▶ **GOAL**: Reproduce the KVM PMU patch email below in full, word for word.

▶ **GIVEN TEXT**:
[PATCH v7 3/4] KVM: arm64: PMU: Introduce FIXED_COUNTERS_ONLY
Akihiko Odaki
odaki at rsg.ci.i.u-tokyo.ac.jp
Mon Apr 20 05:07:15 PDT 2026
On 2026/04/20 18:51, Marc Zyngier wrote:
> On Mon, 20 Apr 2026 09:36:16 +0100,
> Akihiko Odaki <odaki at rsg.ci.i.u-tokyo.ac.jp> wrote:
>>
>> On 2026/04/20 2:19, Marc Zyngier wrote:
>>> On Sat, 18 Apr 2026 09:14:25 +0100,
>>> Akihiko Odaki <odaki at rsg.ci.i.u-tokyo.ac.jp> wrote:
>>>>
>>>> On a heterogeneous arm64 system, KVM's PMU emulation is based on the
>>>> features of a single host PMU instance. When a vCPU is migrated to a
>>>> pCPU with an incompatible PMU, counters such as PMCCNTR_EL0 stop
>>>> incrementing.
>>>>
>>>> Although this behavior is permitted by the architecture, Windows does
>>>> not handle it gracefully and may crash with a division-by-zero error.

▶ **COLLECTED MATERIAL**:
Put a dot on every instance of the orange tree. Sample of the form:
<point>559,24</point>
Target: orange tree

▶ **TASK RESULT**:
[PATCH v7 3/4] KVM: arm64: PMU: Introduce FIXED_COUNTERS_ONLY
Akihiko Odaki
odaki at rsg.ci.i.u-tokyo.ac.jp
Mon Apr 20 05:07:15 PDT 2026
On 2026/04/20 18:51, Marc Zyngier wrote:
> On Mon, 20 Apr 2026 09:36:16 +0100,
> Akihiko Odaki <odaki at rsg.ci.i.u-tokyo.ac.jp> wrote:
>>
>> On 2026/04/20 2:19, Marc Zyngier wrote:
>>> On Sat, 18 Apr 2026 09:14:25 +0100,
>>> Akihiko Odaki <odaki at rsg.ci.i.u-tokyo.ac.jp> wrote:
>>>>
>>>> On a heterogeneous arm64 system, KVM's PMU emulation is based on the
>>>> features of a single host PMU instance. When a vCPU is migrated to a
>>>> pCPU with an incompatible PMU, counters such as PMCCNTR_EL0 stop
>>>> incrementing.
>>>>
>>>> Although this behavior is permitted by the architecture, Windows does
>>>> not handle it gracefully and may crash with a division-by-zero error.